------ Provided records

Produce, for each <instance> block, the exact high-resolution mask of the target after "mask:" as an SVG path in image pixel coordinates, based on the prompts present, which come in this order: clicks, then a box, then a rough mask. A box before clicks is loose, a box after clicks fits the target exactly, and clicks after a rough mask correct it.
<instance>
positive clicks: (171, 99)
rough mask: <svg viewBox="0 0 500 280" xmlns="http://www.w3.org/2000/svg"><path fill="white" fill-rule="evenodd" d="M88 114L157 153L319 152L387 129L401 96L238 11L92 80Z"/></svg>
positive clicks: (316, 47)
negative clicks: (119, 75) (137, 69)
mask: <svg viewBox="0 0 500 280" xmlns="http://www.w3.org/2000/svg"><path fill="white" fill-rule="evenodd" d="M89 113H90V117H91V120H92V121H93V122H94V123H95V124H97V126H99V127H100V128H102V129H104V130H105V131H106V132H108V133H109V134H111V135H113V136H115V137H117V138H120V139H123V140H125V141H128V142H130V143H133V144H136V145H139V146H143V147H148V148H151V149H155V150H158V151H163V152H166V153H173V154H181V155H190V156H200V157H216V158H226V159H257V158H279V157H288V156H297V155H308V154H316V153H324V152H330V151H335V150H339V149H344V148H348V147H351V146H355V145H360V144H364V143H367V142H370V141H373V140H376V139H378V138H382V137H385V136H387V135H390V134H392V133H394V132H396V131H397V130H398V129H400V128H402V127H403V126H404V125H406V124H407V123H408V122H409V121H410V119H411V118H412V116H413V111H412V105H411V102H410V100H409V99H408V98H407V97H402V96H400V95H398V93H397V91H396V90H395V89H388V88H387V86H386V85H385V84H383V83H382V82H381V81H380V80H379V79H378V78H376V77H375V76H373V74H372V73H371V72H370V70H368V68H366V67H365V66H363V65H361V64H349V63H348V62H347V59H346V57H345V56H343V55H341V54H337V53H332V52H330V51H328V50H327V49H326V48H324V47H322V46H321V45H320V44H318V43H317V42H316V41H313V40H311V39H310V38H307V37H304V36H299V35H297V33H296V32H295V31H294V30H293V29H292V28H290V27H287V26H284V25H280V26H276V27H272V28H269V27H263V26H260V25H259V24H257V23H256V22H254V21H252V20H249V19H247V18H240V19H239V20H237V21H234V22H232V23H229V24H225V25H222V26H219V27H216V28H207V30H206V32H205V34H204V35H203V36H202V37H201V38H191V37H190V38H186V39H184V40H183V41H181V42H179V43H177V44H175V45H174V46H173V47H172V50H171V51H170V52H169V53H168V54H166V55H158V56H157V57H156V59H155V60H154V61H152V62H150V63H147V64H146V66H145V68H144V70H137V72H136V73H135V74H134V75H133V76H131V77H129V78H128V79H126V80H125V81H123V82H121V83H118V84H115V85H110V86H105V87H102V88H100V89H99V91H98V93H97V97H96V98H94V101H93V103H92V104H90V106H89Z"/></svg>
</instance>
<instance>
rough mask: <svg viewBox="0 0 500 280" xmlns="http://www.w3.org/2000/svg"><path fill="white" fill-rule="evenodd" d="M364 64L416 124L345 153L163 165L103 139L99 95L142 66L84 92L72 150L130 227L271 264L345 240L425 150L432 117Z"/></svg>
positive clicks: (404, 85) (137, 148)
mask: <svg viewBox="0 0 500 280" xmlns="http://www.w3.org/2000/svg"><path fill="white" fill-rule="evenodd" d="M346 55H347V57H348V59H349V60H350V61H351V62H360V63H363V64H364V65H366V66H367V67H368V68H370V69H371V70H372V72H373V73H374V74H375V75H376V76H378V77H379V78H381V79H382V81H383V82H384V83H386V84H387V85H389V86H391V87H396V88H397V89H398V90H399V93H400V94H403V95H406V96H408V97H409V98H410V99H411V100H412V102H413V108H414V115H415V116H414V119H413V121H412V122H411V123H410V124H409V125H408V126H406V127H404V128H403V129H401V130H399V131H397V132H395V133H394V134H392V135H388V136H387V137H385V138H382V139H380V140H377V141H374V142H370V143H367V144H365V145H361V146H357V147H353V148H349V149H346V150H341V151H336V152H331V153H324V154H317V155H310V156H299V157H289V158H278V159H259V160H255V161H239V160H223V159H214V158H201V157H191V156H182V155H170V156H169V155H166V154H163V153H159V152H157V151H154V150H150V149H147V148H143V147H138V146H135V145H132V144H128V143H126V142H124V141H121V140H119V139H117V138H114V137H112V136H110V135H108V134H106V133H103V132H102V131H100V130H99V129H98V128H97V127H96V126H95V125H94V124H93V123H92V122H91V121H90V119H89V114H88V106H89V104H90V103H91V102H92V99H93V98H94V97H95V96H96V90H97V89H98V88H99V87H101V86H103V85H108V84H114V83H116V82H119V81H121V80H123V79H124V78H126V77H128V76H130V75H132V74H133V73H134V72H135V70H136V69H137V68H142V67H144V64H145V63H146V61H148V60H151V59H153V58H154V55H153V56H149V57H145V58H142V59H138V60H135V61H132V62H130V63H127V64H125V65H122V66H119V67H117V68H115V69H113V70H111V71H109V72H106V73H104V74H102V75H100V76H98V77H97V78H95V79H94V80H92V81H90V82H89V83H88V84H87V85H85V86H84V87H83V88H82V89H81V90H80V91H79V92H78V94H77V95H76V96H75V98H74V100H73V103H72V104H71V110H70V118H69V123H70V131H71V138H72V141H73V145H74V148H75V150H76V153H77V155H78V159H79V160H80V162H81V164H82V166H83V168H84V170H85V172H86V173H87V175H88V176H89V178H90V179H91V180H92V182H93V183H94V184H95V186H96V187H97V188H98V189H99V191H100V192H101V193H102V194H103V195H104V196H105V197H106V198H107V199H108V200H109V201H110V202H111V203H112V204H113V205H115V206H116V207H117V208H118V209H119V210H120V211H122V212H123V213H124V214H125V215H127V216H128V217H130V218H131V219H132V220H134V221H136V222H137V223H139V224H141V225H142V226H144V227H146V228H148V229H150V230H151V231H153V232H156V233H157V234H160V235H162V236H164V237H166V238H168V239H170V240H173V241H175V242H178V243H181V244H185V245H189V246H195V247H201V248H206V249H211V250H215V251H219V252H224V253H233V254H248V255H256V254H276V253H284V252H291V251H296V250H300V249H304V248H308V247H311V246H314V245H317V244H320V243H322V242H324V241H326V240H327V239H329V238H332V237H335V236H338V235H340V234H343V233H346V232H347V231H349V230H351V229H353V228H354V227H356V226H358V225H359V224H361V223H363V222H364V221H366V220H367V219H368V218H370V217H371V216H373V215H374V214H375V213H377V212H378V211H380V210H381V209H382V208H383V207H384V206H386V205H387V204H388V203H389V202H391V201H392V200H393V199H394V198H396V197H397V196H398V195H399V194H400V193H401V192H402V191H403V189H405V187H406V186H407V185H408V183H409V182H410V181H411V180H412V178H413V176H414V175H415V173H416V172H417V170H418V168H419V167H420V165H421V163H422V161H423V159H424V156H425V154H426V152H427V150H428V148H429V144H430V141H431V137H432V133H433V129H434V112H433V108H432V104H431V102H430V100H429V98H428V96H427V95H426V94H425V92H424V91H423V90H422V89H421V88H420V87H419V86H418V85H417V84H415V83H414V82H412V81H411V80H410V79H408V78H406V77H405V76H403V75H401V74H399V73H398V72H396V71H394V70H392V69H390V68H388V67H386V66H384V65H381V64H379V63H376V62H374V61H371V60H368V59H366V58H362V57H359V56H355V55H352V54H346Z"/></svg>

------------

Problem to solve:
Return the whole of the data, character for character.

Result below:
Produce, for each <instance> block, the exact high-resolution mask of the target after "mask:" as an SVG path in image pixel coordinates, based on the prompts present, which come in this order: clicks, then a box, then a rough mask. A box before clicks is loose, a box after clicks fits the target exactly, and clicks after a rough mask correct it.
<instance>
positive clicks: (171, 99)
rough mask: <svg viewBox="0 0 500 280" xmlns="http://www.w3.org/2000/svg"><path fill="white" fill-rule="evenodd" d="M88 114L157 153L319 152L387 129L401 96L238 11L92 80Z"/></svg>
positive clicks: (316, 47)
negative clicks: (119, 75) (137, 69)
mask: <svg viewBox="0 0 500 280" xmlns="http://www.w3.org/2000/svg"><path fill="white" fill-rule="evenodd" d="M89 113H90V117H91V120H92V121H93V122H94V123H95V124H97V126H99V127H100V128H102V129H104V130H105V131H106V132H108V133H109V134H111V135H113V136H115V137H117V138H120V139H123V140H125V141H128V142H130V143H133V144H136V145H139V146H143V147H148V148H151V149H155V150H158V151H163V152H166V153H173V154H181V155H190V156H200V157H216V158H226V159H257V158H279V157H288V156H297V155H308V154H316V153H324V152H330V151H335V150H339V149H344V148H348V147H351V146H355V145H360V144H364V143H367V142H370V141H373V140H376V139H378V138H382V137H385V136H387V135H390V134H392V133H394V132H396V131H397V130H398V129H400V128H402V127H403V126H404V125H406V124H407V123H408V122H409V121H410V119H411V118H412V116H413V111H412V105H411V102H410V100H409V99H408V98H407V97H402V96H400V95H398V93H397V91H396V90H395V89H388V88H387V86H386V85H385V84H383V83H382V82H381V81H380V80H379V79H378V78H376V77H375V76H373V74H372V73H371V72H370V70H368V68H366V67H365V66H363V65H361V64H349V63H348V62H347V59H346V57H345V56H343V55H341V54H337V53H332V52H330V51H328V50H327V49H326V48H324V47H322V46H321V45H320V44H318V43H317V42H316V41H313V40H311V39H310V38H307V37H304V36H299V35H297V33H296V32H295V31H294V30H293V29H292V28H290V27H287V26H284V25H280V26H276V27H272V28H269V27H263V26H260V25H259V24H257V23H256V22H254V21H252V20H249V19H247V18H240V19H239V20H237V21H234V22H232V23H229V24H225V25H222V26H219V27H216V28H207V30H206V32H205V34H204V35H203V36H202V37H201V38H191V37H190V38H186V39H184V40H183V41H181V42H179V43H177V44H175V45H174V46H173V47H172V50H171V51H170V52H169V53H168V54H166V55H158V56H157V57H156V59H155V60H154V61H152V62H150V63H147V64H146V66H145V68H144V70H137V72H136V73H135V74H134V75H133V76H131V77H129V78H128V79H126V80H125V81H123V82H121V83H118V84H115V85H110V86H105V87H102V88H100V89H99V91H98V93H97V97H96V98H94V101H93V103H92V104H90V106H89Z"/></svg>
</instance>
<instance>
rough mask: <svg viewBox="0 0 500 280" xmlns="http://www.w3.org/2000/svg"><path fill="white" fill-rule="evenodd" d="M364 64L416 124L345 153L163 165L103 139L99 95L142 66L84 92L72 150L130 227L271 264L345 240L425 150L432 117Z"/></svg>
positive clicks: (404, 85) (137, 148)
mask: <svg viewBox="0 0 500 280" xmlns="http://www.w3.org/2000/svg"><path fill="white" fill-rule="evenodd" d="M346 55H347V57H348V59H349V60H350V61H351V62H360V63H363V64H364V65H366V66H367V67H368V68H370V69H371V70H372V72H373V73H374V74H375V75H376V76H378V77H379V78H381V79H382V81H383V82H384V83H386V84H387V85H389V86H391V87H396V88H397V89H398V90H399V93H400V94H403V95H406V96H408V97H409V98H410V99H411V100H412V102H413V108H414V115H415V116H414V119H413V121H412V122H411V123H410V124H409V125H408V126H406V127H404V128H403V129H401V130H399V131H397V132H395V133H394V134H392V135H388V136H387V137H385V138H382V139H380V140H377V141H374V142H370V143H367V144H365V145H361V146H357V147H353V148H349V149H346V150H341V151H336V152H331V153H324V154H317V155H310V156H299V157H289V158H278V159H259V160H255V161H239V160H223V159H214V158H201V157H191V156H182V155H170V156H169V155H166V154H163V153H159V152H157V151H154V150H150V149H147V148H143V147H138V146H135V145H132V144H128V143H126V142H124V141H121V140H119V139H117V138H114V137H112V136H110V135H108V134H106V133H103V132H102V131H100V130H99V129H98V128H97V127H96V126H95V125H94V124H93V123H92V122H91V121H90V119H89V114H88V106H89V104H90V103H91V102H92V99H93V98H94V97H95V96H96V90H97V89H98V88H99V87H101V86H103V85H108V84H114V83H116V82H119V81H121V80H123V79H124V78H126V77H128V76H130V75H132V74H133V73H134V72H135V70H136V69H137V68H142V67H144V64H145V63H146V61H148V60H151V59H153V58H154V55H153V56H149V57H145V58H142V59H138V60H135V61H132V62H130V63H127V64H125V65H122V66H119V67H117V68H115V69H113V70H111V71H109V72H106V73H104V74H102V75H100V76H98V77H97V78H95V79H94V80H92V81H90V82H89V83H88V84H87V85H85V86H84V87H83V88H82V89H81V90H80V91H79V92H78V94H77V95H76V96H75V98H74V100H73V103H72V104H71V110H70V118H69V123H70V131H71V138H72V141H73V145H74V148H75V150H76V153H77V155H78V159H79V160H80V162H81V164H82V166H83V168H84V170H85V172H86V173H87V175H88V176H89V178H90V179H91V180H92V182H93V183H94V184H95V186H96V187H97V188H98V189H99V191H100V192H101V193H102V194H103V195H104V196H105V197H106V198H107V199H108V200H109V201H110V202H111V203H112V204H113V205H115V206H116V207H117V208H118V209H119V210H120V211H122V212H123V213H124V214H125V215H127V216H128V217H130V218H131V219H132V220H134V221H136V222H137V223H139V224H141V225H142V226H144V227H146V228H148V229H150V230H151V231H153V232H156V233H157V234H160V235H162V236H164V237H166V238H168V239H170V240H173V241H175V242H178V243H181V244H185V245H189V246H195V247H201V248H206V249H211V250H215V251H219V252H224V253H233V254H248V255H256V254H276V253H284V252H291V251H296V250H300V249H304V248H308V247H311V246H314V245H317V244H320V243H322V242H324V241H326V240H327V239H329V238H332V237H335V236H338V235H340V234H343V233H346V232H347V231H349V230H351V229H353V228H354V227H356V226H358V225H359V224H361V223H363V222H364V221H366V220H367V219H368V218H370V217H371V216H373V215H374V214H375V213H377V212H378V211H380V210H381V209H382V208H383V207H384V206H386V205H387V204H388V203H389V202H391V201H392V200H393V199H394V198H396V197H397V196H398V195H399V194H400V193H401V192H402V191H403V189H405V187H406V186H407V185H408V183H409V182H410V181H411V180H412V178H413V176H414V175H415V173H416V172H417V170H418V168H419V167H420V165H421V163H422V161H423V159H424V156H425V154H426V152H427V150H428V148H429V144H430V141H431V137H432V133H433V129H434V112H433V108H432V104H431V102H430V100H429V98H428V96H427V95H426V94H425V92H424V91H423V90H422V89H421V88H420V87H419V86H418V85H417V84H415V83H414V82H412V81H411V80H410V79H408V78H406V77H405V76H403V75H401V74H399V73H398V72H396V71H394V70H392V69H390V68H388V67H386V66H384V65H381V64H379V63H376V62H374V61H371V60H368V59H366V58H362V57H359V56H355V55H352V54H346Z"/></svg>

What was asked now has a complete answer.